═══ DATA PROVIDED ═══

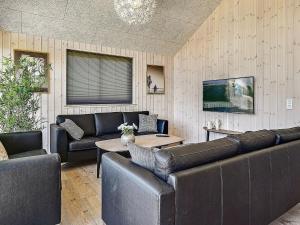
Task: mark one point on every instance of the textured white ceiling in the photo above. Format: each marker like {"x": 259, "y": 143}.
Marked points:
{"x": 95, "y": 21}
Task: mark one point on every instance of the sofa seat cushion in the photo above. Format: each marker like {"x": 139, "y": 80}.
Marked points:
{"x": 73, "y": 130}
{"x": 86, "y": 122}
{"x": 84, "y": 144}
{"x": 254, "y": 140}
{"x": 108, "y": 123}
{"x": 287, "y": 135}
{"x": 183, "y": 157}
{"x": 133, "y": 117}
{"x": 28, "y": 154}
{"x": 144, "y": 133}
{"x": 109, "y": 136}
{"x": 292, "y": 217}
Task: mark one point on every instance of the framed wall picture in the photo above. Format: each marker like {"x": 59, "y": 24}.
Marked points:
{"x": 155, "y": 79}
{"x": 43, "y": 60}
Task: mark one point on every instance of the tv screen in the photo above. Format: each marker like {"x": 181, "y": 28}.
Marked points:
{"x": 234, "y": 95}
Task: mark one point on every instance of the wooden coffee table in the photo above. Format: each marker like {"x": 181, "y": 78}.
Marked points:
{"x": 147, "y": 141}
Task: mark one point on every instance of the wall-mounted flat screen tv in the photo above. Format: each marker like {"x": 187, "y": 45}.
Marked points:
{"x": 234, "y": 95}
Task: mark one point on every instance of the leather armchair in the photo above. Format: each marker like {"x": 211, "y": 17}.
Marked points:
{"x": 30, "y": 184}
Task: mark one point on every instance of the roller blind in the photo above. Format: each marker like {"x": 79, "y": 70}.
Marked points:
{"x": 98, "y": 79}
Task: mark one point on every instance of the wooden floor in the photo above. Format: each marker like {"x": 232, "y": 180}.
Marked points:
{"x": 81, "y": 195}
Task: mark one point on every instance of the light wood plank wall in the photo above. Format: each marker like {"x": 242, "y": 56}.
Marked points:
{"x": 258, "y": 38}
{"x": 54, "y": 103}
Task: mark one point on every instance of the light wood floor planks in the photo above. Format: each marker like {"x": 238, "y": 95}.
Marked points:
{"x": 81, "y": 195}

═══

PROBLEM DESCRIPTION:
Convert the listing above into a Markdown table with the columns Row and Line, giving each non-blank line its own numbered row. Leave the pictures out.

EXPECTED ANSWER:
| Row | Line |
|---|---|
| 1 | Task: mark one point on every instance of the textured white ceiling in the photo above. Format: each marker like {"x": 259, "y": 143}. |
| 2 | Marked points: |
| 3 | {"x": 95, "y": 21} |
| 4 | Task: mark one point on every instance of the sofa seat cushion in the photo above. Format: each marker like {"x": 139, "y": 80}. |
| 5 | Marked points: |
| 6 | {"x": 73, "y": 130} |
| 7 | {"x": 86, "y": 122} |
| 8 | {"x": 84, "y": 144} |
| 9 | {"x": 254, "y": 140} |
| 10 | {"x": 108, "y": 123} |
| 11 | {"x": 287, "y": 135} |
| 12 | {"x": 183, "y": 157} |
| 13 | {"x": 133, "y": 117} |
| 14 | {"x": 28, "y": 154} |
| 15 | {"x": 144, "y": 133} |
| 16 | {"x": 109, "y": 136} |
| 17 | {"x": 292, "y": 217} |
| 18 | Task: mark one point on every instance of the framed wall picture in the photo above. Format: each marker like {"x": 59, "y": 24}. |
| 19 | Marked points: |
| 20 | {"x": 155, "y": 79} |
| 21 | {"x": 43, "y": 60} |
| 22 | Task: mark one point on every instance of the tv screen in the photo above. Format: each marker like {"x": 181, "y": 28}. |
| 23 | Marked points: |
| 24 | {"x": 234, "y": 95} |
| 25 | Task: mark one point on every instance of the wooden coffee table in the photo above. Format: each marker like {"x": 181, "y": 78}. |
| 26 | Marked points: |
| 27 | {"x": 147, "y": 141} |
| 28 | Task: mark one point on every instance of the wall-mounted flat screen tv in the photo above. Format: each marker like {"x": 187, "y": 45}. |
| 29 | Marked points: |
| 30 | {"x": 234, "y": 95} |
| 31 | Task: mark one point on every instance of the leather armchair in the photo above. Format: each marker like {"x": 211, "y": 17}. |
| 32 | Marked points: |
| 33 | {"x": 30, "y": 184} |
| 34 | Task: mark one point on every instance of the roller blind in the photo above. Format: each marker like {"x": 79, "y": 70}. |
| 35 | Marked points: |
| 36 | {"x": 98, "y": 79} |
| 37 | Task: mark one point on every instance of the wooden floor in the photo above. Format: each marker like {"x": 232, "y": 180}. |
| 38 | Marked points: |
| 39 | {"x": 81, "y": 195} |
| 40 | Task: mark one point on every instance of the light wood plank wall in the photo above. Format: each marker like {"x": 242, "y": 56}. |
| 41 | Marked points: |
| 42 | {"x": 258, "y": 38} |
| 43 | {"x": 54, "y": 103} |
| 44 | Task: mark one point on every instance of the light wood floor planks in the photo above. Format: each marker like {"x": 238, "y": 95}. |
| 45 | Marked points: |
| 46 | {"x": 81, "y": 195} |